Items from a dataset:
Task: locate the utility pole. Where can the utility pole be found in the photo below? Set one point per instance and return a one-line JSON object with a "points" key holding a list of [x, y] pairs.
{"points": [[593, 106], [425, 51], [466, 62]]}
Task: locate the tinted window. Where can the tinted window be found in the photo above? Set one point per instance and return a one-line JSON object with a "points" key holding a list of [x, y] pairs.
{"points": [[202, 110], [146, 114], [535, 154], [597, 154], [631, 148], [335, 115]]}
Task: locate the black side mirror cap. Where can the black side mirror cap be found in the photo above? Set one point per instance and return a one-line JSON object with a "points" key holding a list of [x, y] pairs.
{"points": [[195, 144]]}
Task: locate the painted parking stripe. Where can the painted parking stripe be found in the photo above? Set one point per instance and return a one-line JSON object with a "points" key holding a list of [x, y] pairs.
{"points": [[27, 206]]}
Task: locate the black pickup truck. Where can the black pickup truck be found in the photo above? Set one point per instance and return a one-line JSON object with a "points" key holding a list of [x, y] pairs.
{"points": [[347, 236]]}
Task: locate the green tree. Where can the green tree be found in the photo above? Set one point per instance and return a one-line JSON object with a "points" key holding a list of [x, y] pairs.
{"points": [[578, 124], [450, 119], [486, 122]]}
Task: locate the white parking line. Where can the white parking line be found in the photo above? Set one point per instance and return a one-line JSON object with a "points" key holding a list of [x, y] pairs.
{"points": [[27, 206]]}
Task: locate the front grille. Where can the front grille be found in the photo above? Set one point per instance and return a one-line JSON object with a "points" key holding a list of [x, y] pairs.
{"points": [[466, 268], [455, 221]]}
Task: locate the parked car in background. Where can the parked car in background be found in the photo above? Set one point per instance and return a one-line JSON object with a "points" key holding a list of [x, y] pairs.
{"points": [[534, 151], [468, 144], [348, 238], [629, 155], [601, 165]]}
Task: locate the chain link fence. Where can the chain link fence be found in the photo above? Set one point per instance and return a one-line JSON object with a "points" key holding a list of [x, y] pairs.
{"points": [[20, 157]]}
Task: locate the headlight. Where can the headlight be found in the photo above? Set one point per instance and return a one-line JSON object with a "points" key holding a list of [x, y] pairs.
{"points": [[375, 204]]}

EXERCISE DIRECTIONS »
Write out all of the records exactly as they stand above.

ANSWER »
Task: locate the utility pole. Where can the utility pole be found in the photo below? Set one point per instance and return a one-line JSON object with a "points" key holding a list of [x, y] pairs.
{"points": [[593, 106], [425, 51], [466, 62]]}
Task: locate the tinted window. Where can the tinted window be found in the photo above? Set one point per instance and return a one-line JSON object with a "points" key holding a list of [x, y] pairs.
{"points": [[202, 110], [146, 114], [535, 154], [597, 154], [631, 148], [335, 115]]}
Task: locate the black side mirror cap. Where can the black side mirror cap be found in the photo above? Set one point per instance and return a one-line JSON object with a "points" key holding a list of [x, y] pairs.
{"points": [[195, 144]]}
Task: locate the painted parking stripe. Where can the painted parking stripe be found in the photo above? Set one point per instance and return a one-line JSON object with a "points" key holding a list of [x, y] pairs.
{"points": [[27, 206]]}
Task: locate the black pickup truck. Where can the black pickup truck be found in the photo above? Set one point per instance and return a one-line JSON object with a "points" key holding a list of [x, y] pairs.
{"points": [[347, 236]]}
Task: locate the green tree. Where can the green tree be found in the photo above? Set one point per instance and return a one-line JSON object with a "points" key holding a list of [x, y] pairs.
{"points": [[578, 124], [450, 119], [486, 122]]}
Task: locate the white parking line. Where can the white parking line be found in the photo above? Set one point per instance and return a one-line JSON object with a "points" key holding a list of [x, y] pairs.
{"points": [[27, 206]]}
Task: locate the front grille. Where can the front grille be found in the photo above? Set one point per instance and return a one-line JSON object with a "points" key holding a list of [x, y] pairs.
{"points": [[466, 268], [455, 221]]}
Task: locate the parked car in background. Where can the parked car in background be found in the photo above? Set one point per instance and return a one-line JSON object with a "points" key holding a list of [x, y] pairs.
{"points": [[534, 151], [468, 144], [348, 238], [629, 155], [601, 165]]}
Task: locate the chain link fence. Where can the chain link fence be found in the photo above? Set one point per instance and return a one-line JSON object with a "points" key holding a list of [x, y] pairs.
{"points": [[20, 157]]}
Task: locate the headlight. Where can the headlight be found in the photo above? Set one point per instance and return a one-line JSON object with a "points" key holding a list of [x, y] pairs.
{"points": [[375, 204]]}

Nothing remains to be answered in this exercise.